*Objectives*:
1. Rewrite the listing as a numbered list with blank lines omitted, covering only the lines from the one containing "Practice step: pin every instance of the cardboard display" through the end of the listing, inclusive.
2. Extend the text on the Zhejiang Heen restaurant in Wan Chai from its final sentence.
# start of Page text
A Michelin-starred Zhejiang and Shanghainese restaurant on Wan Chai's Lockhart Road, Zhejiang Heen is run by Hongkongers of Zhejiang descent and ranked #253 in Opinionated About Dining's Top Restaurants in Asia for 2025. The menu moves between regional delicacies and Shanghai classics, with pre-order dishes like the seared swamp eel drawing particular attention from regulars and critics alike.

Zhejiang Heen restaurant in Hong Kong, Hong Kong
About

Wan Chai's Unlikely Address for a Regional Chinese Tradition

Hong Kong's Chinese fine dining scene has long been dominated by Cantonese. The city's Michelin constellation skews heavily toward dim sum masters and roast-meat institutions, with Zhejiang and Shanghainese cooking occupying a quieter corner of the recognition map. That makes the sustained critical attention on Lockhart Road in Wan Chai worth examining: a first-floor dining room above the street-level noise of one of Hong Kong's most commercially dense corridors, serving the cuisine of Zhejiang province to a clientele that includes both the diaspora community it emerged from and a wider audience that has followed the awards trail in.
# end of Page text
# start of Given records
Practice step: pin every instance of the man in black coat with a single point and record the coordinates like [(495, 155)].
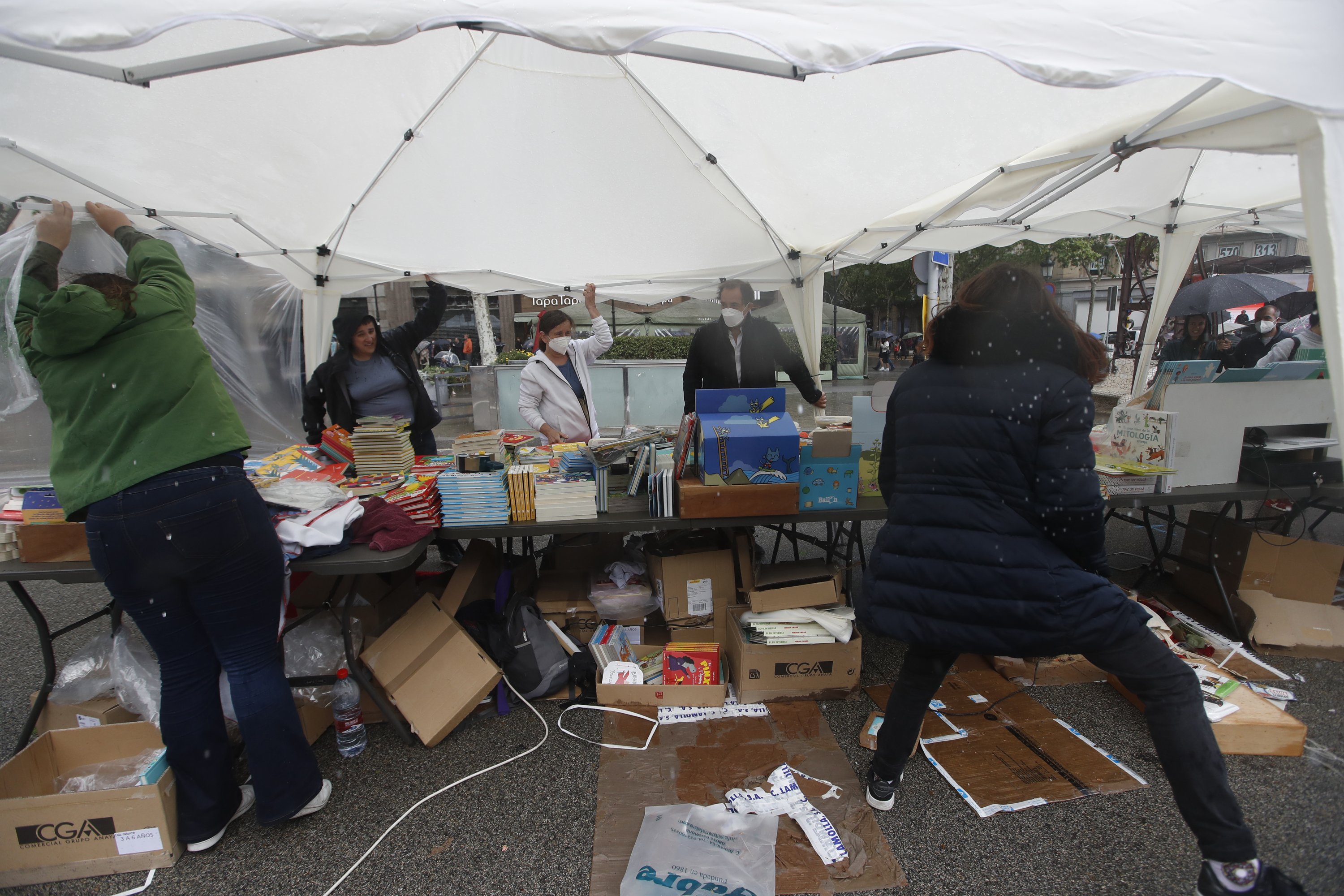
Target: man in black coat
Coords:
[(330, 389), (741, 351)]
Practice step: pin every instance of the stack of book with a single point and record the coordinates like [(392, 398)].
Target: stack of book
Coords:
[(336, 445), (382, 445), (522, 489), (776, 633), (474, 497), (432, 464), (418, 496), (566, 496)]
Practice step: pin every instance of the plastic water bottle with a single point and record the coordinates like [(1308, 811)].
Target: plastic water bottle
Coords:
[(351, 737)]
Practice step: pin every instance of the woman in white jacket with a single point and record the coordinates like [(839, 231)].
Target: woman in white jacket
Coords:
[(556, 393)]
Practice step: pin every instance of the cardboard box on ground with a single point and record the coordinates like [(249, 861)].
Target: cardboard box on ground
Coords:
[(1281, 589), (81, 835)]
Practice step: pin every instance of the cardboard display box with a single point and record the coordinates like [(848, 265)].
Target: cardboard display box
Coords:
[(53, 543), (433, 672), (796, 583), (90, 714), (745, 437), (792, 672), (1257, 728), (827, 481), (698, 501), (1289, 569), (693, 581), (662, 695), (103, 832), (1065, 669)]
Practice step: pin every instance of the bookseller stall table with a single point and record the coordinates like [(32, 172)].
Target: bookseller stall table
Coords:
[(350, 564)]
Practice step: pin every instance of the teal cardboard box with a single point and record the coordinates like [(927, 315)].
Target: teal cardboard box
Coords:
[(745, 437), (828, 482)]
# end of Given records
*Responses for each task*:
1.
1. Practice step: pin every instance of the cardboard display box with a single point and record the coordinates like [(848, 265)].
2. Target: cardboard display box
3. Coords:
4. [(53, 543), (433, 672), (796, 583), (90, 714), (745, 437), (792, 672), (1257, 728), (827, 481), (698, 501), (1289, 569), (693, 581), (662, 695), (103, 832), (1065, 669)]
5. Practice step: pin every instance of the bookseller stall table with a single point and record the coordinates like [(32, 172)].
6. Target: bookseller stall table
7. Coords:
8. [(350, 564)]
9. Practice step: pin every instance of the teal cardboard box with a single point and record the coordinates like [(927, 315)].
10. Target: teal cardboard box
11. Coords:
12. [(745, 437), (828, 482)]

2.
Zhejiang Heen has held a Michelin star since at least 2024, and its trajectory on the Opinionated About Dining rankings tells a clear story of consolidating recognition: Highly Recommended in 2023, ranked #235 in 2024, and #253 across all of Asia in 2025. In a list that covers the full breadth of the continent's restaurant culture, maintaining a position in the top 300 across consecutive years is a meaningful signal. For context, it places Zhejiang Heen in a peer tier that includes Hong Kong's French fine dining rooms — Amber, Caprice — and modernist destination restaurants like Ta Vie, yet Zhejiang Heen operates at a substantially lower price point ($$), which makes it an anomaly in the city's critical upper tier.

The Architecture of a Zhejiang Meal

Zhejiang cuisine is among China's eight recognized culinary traditions, shaped by the freshwater lakes, rice paddies, and coastline of a province that includes Hangzhou, Ningbo, and Wenzhou. Its character tends toward lighter saucing than Shanghainese cooking, with a preference for steaming, poaching, and precise knife technique over heavy reduction. The cuisine prizes texture and natural sweetness, and its greatest dishes often look simpler than they are.

At Zhejiang Heen, the menu places Zhejiang delicacies alongside Shanghainese specialities, a pairing that reflects both the geographic proximity of the two traditions and the tastes of the restaurant's Zhejiang-descended ownership. The Shanghainese additions give the menu a familiar anchor for diners who know red-braised pork or hairy crab preparations, while the Zhejiang dishes offer something less commonly encountered in Hong Kong's restaurant landscape.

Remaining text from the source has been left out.